*Exercise task*
Please express the stretch of entries from the start through the line containing "xmin=135 ymin=113 xmax=333 ymax=238" as a two-column CSV with the columns instruction and boxes, giving one row per entry with its text and its answer. Put each in a single quoted field with line breaks turned into spaces, and leave the pictures out.

*Input for this task*
· · · ·
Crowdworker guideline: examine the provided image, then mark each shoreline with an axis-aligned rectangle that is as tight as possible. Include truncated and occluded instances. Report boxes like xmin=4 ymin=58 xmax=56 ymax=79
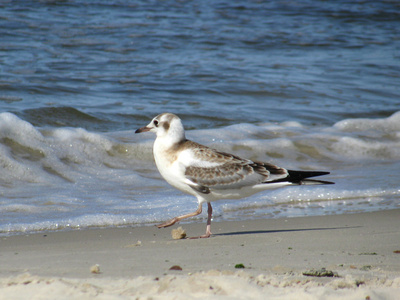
xmin=0 ymin=209 xmax=400 ymax=299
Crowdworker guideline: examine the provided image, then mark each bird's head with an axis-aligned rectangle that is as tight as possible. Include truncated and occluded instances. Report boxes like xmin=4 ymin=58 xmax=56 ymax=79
xmin=135 ymin=113 xmax=185 ymax=142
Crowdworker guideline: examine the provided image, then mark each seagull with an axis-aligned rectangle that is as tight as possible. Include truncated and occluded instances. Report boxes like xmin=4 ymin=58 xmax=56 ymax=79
xmin=135 ymin=113 xmax=333 ymax=238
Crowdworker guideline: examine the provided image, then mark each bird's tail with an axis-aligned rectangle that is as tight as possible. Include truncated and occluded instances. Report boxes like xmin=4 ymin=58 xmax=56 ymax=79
xmin=286 ymin=170 xmax=334 ymax=184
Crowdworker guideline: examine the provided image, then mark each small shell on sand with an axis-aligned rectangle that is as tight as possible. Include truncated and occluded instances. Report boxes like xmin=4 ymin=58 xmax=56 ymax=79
xmin=171 ymin=227 xmax=186 ymax=240
xmin=90 ymin=264 xmax=100 ymax=274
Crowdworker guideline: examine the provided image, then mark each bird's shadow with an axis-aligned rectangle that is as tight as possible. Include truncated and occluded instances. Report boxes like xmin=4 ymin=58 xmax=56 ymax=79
xmin=213 ymin=226 xmax=362 ymax=236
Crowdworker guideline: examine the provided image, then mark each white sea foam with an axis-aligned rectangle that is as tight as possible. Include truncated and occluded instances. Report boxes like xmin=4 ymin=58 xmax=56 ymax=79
xmin=0 ymin=112 xmax=400 ymax=233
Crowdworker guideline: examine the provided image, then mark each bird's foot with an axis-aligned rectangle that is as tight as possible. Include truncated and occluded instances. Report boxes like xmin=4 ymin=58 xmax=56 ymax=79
xmin=156 ymin=218 xmax=179 ymax=228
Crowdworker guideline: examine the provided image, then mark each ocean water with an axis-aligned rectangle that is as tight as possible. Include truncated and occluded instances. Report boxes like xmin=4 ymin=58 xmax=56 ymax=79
xmin=0 ymin=0 xmax=400 ymax=235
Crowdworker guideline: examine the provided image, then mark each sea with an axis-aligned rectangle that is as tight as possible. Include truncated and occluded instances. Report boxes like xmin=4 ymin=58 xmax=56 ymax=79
xmin=0 ymin=0 xmax=400 ymax=236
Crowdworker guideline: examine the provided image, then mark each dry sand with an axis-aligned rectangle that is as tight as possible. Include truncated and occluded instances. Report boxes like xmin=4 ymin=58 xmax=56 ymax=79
xmin=0 ymin=210 xmax=400 ymax=300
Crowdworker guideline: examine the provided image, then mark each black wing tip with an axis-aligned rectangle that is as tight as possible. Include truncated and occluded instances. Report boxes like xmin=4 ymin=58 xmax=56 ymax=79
xmin=286 ymin=170 xmax=334 ymax=184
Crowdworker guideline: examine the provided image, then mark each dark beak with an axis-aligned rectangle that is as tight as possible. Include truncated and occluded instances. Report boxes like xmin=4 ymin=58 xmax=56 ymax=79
xmin=135 ymin=126 xmax=151 ymax=133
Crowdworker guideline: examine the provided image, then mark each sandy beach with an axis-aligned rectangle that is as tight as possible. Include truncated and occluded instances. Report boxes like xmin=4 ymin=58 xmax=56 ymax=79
xmin=0 ymin=210 xmax=400 ymax=299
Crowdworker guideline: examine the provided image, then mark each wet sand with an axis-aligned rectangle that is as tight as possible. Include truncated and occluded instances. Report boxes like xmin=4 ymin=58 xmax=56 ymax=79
xmin=0 ymin=210 xmax=400 ymax=299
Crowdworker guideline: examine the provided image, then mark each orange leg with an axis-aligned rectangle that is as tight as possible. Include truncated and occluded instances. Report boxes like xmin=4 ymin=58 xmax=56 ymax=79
xmin=157 ymin=202 xmax=212 ymax=239
xmin=157 ymin=204 xmax=202 ymax=228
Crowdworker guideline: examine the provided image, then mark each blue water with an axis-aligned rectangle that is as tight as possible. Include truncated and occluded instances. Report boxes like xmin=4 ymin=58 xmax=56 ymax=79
xmin=0 ymin=0 xmax=400 ymax=234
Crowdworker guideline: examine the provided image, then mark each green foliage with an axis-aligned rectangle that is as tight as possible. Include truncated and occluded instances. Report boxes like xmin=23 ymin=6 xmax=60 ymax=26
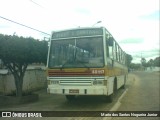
xmin=126 ymin=54 xmax=133 ymax=67
xmin=0 ymin=34 xmax=48 ymax=64
xmin=0 ymin=34 xmax=48 ymax=96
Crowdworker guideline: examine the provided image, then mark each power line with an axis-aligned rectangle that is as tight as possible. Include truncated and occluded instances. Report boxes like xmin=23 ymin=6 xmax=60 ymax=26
xmin=30 ymin=0 xmax=43 ymax=8
xmin=0 ymin=16 xmax=50 ymax=35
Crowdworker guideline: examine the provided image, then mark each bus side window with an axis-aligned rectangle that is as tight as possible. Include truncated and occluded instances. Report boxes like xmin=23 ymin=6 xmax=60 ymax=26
xmin=107 ymin=37 xmax=114 ymax=59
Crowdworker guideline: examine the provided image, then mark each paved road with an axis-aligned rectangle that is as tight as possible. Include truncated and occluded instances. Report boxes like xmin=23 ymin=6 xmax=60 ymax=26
xmin=112 ymin=72 xmax=160 ymax=120
xmin=0 ymin=72 xmax=160 ymax=120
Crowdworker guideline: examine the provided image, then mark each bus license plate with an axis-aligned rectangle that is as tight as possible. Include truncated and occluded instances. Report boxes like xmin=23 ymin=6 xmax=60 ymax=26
xmin=69 ymin=89 xmax=79 ymax=93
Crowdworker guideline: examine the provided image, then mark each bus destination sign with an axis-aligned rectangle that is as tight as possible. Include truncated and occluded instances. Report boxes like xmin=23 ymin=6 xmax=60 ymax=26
xmin=52 ymin=28 xmax=103 ymax=39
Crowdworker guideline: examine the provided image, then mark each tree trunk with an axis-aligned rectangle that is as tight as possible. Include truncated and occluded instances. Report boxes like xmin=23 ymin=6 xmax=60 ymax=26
xmin=13 ymin=74 xmax=24 ymax=97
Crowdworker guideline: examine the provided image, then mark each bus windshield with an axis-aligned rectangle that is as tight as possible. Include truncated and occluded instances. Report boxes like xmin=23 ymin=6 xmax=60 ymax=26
xmin=48 ymin=37 xmax=104 ymax=68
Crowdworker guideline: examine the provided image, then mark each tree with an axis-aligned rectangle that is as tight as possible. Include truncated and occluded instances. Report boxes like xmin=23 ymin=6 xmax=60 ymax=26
xmin=0 ymin=34 xmax=48 ymax=97
xmin=153 ymin=57 xmax=160 ymax=67
xmin=141 ymin=58 xmax=148 ymax=67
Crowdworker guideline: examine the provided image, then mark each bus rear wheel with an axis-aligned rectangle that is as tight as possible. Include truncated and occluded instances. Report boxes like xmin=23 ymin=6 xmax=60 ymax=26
xmin=66 ymin=95 xmax=75 ymax=101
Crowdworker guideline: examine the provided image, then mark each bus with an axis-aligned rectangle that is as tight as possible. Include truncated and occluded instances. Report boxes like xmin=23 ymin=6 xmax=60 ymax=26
xmin=47 ymin=27 xmax=128 ymax=102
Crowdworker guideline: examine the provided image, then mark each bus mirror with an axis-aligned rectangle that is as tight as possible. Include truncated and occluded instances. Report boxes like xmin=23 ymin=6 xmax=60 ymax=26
xmin=108 ymin=37 xmax=113 ymax=46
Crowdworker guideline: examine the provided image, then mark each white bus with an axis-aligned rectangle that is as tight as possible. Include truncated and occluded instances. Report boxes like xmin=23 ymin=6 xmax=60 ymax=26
xmin=47 ymin=27 xmax=128 ymax=102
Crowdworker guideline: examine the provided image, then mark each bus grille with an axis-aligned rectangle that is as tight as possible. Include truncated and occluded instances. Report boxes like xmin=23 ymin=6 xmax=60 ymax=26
xmin=49 ymin=77 xmax=104 ymax=86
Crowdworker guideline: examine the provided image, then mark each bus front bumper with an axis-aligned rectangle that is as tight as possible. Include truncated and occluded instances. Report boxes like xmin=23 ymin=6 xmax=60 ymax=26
xmin=47 ymin=86 xmax=107 ymax=95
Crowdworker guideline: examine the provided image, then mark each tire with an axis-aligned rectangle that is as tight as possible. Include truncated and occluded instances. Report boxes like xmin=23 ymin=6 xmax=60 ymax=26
xmin=66 ymin=95 xmax=75 ymax=101
xmin=107 ymin=79 xmax=117 ymax=103
xmin=107 ymin=94 xmax=113 ymax=103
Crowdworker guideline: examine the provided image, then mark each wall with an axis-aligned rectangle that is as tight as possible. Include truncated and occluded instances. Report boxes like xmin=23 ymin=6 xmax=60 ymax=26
xmin=0 ymin=69 xmax=47 ymax=94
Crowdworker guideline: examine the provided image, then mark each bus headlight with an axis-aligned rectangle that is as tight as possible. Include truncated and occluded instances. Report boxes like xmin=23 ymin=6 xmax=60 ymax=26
xmin=93 ymin=80 xmax=104 ymax=85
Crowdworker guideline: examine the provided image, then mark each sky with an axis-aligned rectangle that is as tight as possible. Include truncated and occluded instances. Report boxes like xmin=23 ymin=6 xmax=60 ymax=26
xmin=0 ymin=0 xmax=160 ymax=63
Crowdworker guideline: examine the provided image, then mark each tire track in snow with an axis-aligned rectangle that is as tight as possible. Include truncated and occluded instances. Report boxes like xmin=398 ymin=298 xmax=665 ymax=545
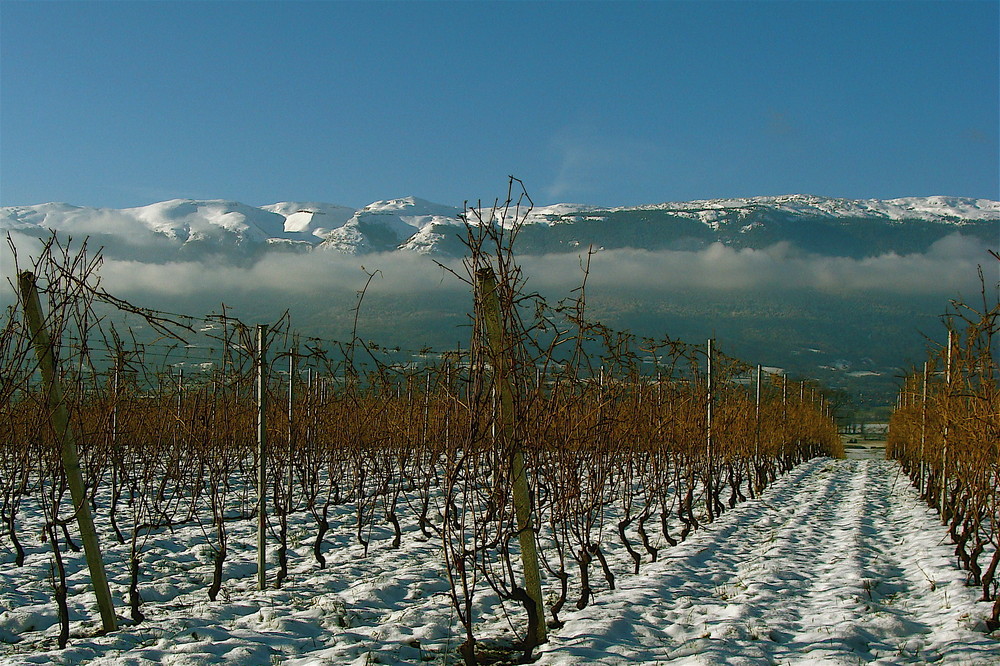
xmin=540 ymin=459 xmax=1000 ymax=666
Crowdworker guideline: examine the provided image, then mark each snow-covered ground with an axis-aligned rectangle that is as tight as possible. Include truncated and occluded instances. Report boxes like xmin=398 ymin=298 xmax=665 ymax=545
xmin=0 ymin=458 xmax=1000 ymax=666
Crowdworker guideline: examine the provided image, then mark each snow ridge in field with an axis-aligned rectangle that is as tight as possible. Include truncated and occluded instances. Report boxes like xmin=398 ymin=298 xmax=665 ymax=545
xmin=0 ymin=458 xmax=1000 ymax=666
xmin=538 ymin=459 xmax=1000 ymax=666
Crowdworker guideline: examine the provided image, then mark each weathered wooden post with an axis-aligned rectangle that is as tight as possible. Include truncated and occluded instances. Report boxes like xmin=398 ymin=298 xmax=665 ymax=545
xmin=476 ymin=268 xmax=546 ymax=647
xmin=18 ymin=271 xmax=118 ymax=631
xmin=256 ymin=324 xmax=267 ymax=590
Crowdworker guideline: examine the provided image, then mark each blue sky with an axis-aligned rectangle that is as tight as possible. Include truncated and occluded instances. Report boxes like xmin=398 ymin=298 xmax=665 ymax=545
xmin=0 ymin=0 xmax=1000 ymax=207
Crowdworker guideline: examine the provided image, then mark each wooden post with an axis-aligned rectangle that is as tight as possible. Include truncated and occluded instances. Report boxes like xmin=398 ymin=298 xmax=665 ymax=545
xmin=476 ymin=268 xmax=546 ymax=646
xmin=18 ymin=271 xmax=118 ymax=631
xmin=256 ymin=324 xmax=267 ymax=590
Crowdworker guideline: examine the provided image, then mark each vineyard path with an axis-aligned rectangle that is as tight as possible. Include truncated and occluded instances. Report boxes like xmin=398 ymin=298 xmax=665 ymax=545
xmin=539 ymin=459 xmax=1000 ymax=665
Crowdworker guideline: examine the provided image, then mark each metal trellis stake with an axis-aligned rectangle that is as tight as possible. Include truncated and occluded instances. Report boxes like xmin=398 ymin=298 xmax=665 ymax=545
xmin=256 ymin=324 xmax=267 ymax=590
xmin=476 ymin=268 xmax=546 ymax=645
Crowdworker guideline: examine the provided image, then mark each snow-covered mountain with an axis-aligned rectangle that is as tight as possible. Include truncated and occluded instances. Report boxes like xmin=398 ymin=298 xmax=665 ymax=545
xmin=0 ymin=195 xmax=1000 ymax=260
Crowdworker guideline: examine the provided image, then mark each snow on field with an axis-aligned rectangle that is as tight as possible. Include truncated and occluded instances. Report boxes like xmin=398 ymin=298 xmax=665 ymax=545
xmin=0 ymin=459 xmax=1000 ymax=666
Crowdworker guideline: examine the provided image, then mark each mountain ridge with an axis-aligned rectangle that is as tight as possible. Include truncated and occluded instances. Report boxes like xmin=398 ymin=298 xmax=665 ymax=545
xmin=0 ymin=194 xmax=1000 ymax=259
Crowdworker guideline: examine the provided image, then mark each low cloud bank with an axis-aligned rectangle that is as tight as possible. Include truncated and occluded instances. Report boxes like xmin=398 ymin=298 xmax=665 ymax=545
xmin=3 ymin=233 xmax=997 ymax=312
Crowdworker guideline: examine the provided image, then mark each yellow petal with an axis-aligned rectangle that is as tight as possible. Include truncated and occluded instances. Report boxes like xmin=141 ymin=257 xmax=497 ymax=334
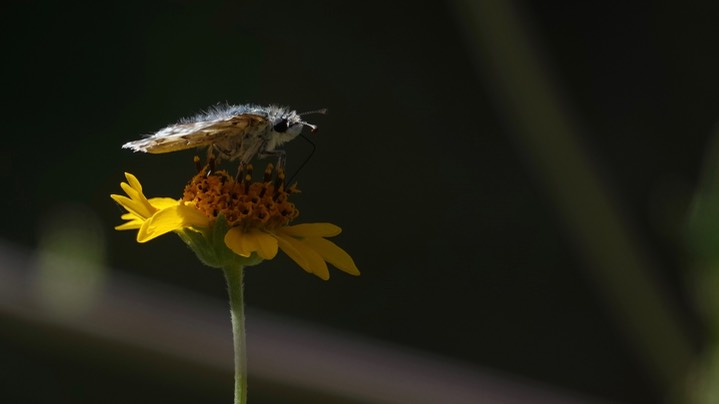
xmin=302 ymin=237 xmax=360 ymax=275
xmin=137 ymin=202 xmax=209 ymax=243
xmin=282 ymin=223 xmax=342 ymax=237
xmin=148 ymin=198 xmax=179 ymax=209
xmin=225 ymin=227 xmax=277 ymax=260
xmin=277 ymin=233 xmax=330 ymax=281
xmin=125 ymin=173 xmax=142 ymax=193
xmin=110 ymin=194 xmax=148 ymax=219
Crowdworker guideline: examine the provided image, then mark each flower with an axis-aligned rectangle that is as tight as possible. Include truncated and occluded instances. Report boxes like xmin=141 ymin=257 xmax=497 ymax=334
xmin=110 ymin=165 xmax=359 ymax=280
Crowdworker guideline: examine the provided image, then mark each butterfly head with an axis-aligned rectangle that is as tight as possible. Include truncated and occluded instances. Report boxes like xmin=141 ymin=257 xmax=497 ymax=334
xmin=268 ymin=109 xmax=327 ymax=145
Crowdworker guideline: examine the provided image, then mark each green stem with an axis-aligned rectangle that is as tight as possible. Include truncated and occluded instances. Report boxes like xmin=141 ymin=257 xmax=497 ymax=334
xmin=224 ymin=265 xmax=247 ymax=404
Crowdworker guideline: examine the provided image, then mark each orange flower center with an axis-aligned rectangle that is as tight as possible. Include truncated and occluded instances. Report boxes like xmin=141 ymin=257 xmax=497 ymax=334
xmin=182 ymin=164 xmax=300 ymax=229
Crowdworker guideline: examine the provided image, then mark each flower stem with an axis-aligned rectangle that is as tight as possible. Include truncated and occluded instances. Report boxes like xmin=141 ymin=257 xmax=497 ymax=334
xmin=223 ymin=265 xmax=247 ymax=404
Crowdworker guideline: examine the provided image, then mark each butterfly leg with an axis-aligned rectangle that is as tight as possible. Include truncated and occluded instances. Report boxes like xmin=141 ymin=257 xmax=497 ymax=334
xmin=260 ymin=150 xmax=286 ymax=171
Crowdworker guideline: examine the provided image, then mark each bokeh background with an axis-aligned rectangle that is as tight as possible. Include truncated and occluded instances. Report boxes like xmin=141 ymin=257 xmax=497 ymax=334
xmin=0 ymin=0 xmax=719 ymax=403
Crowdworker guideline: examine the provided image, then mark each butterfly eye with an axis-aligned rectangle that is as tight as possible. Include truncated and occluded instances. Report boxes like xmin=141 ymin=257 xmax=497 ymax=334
xmin=272 ymin=119 xmax=289 ymax=133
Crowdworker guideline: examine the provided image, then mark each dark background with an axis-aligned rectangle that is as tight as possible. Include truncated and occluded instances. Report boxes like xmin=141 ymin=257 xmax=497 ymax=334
xmin=0 ymin=1 xmax=719 ymax=403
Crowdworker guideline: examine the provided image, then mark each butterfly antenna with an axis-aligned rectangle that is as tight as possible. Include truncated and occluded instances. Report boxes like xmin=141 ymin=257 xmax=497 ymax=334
xmin=287 ymin=133 xmax=316 ymax=185
xmin=298 ymin=108 xmax=327 ymax=135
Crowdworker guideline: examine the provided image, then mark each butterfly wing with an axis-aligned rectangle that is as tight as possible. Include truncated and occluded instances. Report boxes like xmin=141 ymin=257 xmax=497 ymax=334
xmin=122 ymin=114 xmax=268 ymax=154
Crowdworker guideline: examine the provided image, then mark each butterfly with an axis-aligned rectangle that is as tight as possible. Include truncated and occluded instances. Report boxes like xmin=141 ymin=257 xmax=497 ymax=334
xmin=122 ymin=104 xmax=326 ymax=168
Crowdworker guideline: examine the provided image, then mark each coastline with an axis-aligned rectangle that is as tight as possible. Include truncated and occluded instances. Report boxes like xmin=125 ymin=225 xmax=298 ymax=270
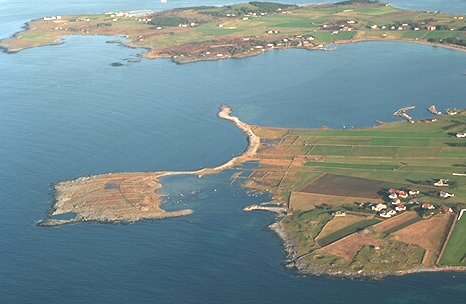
xmin=269 ymin=217 xmax=466 ymax=280
xmin=38 ymin=106 xmax=260 ymax=226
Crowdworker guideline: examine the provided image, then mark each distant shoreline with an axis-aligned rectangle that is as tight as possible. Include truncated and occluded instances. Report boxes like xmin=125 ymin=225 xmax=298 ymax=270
xmin=0 ymin=1 xmax=466 ymax=64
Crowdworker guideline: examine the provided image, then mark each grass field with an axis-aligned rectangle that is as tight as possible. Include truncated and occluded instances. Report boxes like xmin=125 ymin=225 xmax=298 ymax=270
xmin=281 ymin=209 xmax=332 ymax=255
xmin=441 ymin=217 xmax=466 ymax=266
xmin=0 ymin=2 xmax=465 ymax=62
xmin=251 ymin=112 xmax=466 ymax=273
xmin=305 ymin=162 xmax=400 ymax=170
xmin=318 ymin=219 xmax=381 ymax=247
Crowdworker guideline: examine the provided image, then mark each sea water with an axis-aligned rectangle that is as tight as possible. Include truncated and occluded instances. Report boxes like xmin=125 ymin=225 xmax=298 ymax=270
xmin=0 ymin=1 xmax=466 ymax=303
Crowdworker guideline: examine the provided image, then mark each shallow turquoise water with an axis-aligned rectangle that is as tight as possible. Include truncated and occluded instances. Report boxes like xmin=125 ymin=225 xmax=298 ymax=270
xmin=0 ymin=1 xmax=466 ymax=303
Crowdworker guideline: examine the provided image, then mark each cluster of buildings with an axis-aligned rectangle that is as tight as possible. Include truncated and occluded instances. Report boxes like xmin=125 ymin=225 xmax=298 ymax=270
xmin=366 ymin=184 xmax=454 ymax=218
xmin=42 ymin=16 xmax=61 ymax=21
· · · ·
*The response*
instruction,boxes
"Crowdworker guideline: examine the provided image, then mark each shoreline with an axis-aligned rectangle that is as tight as possible. Include truncated and occluded instances. Report boxes like xmin=4 ymin=58 xmax=56 ymax=79","xmin=0 ymin=209 xmax=400 ymax=299"
"Crowdworker guideline: examine the provided image, then mark each bird's head with an axis-aligned rectangle that is as tight as possible. Include truncated and occluded instances. Report boxes like xmin=4 ymin=58 xmax=56 ymax=79","xmin=135 ymin=113 xmax=185 ymax=142"
"Crowdworker guideline: examine the provided image, then mark each seagull with an axis-aligned rectangle that is as tight as possible. Include truncated and occluded instances. Report boxes like xmin=4 ymin=58 xmax=56 ymax=79","xmin=135 ymin=113 xmax=333 ymax=238"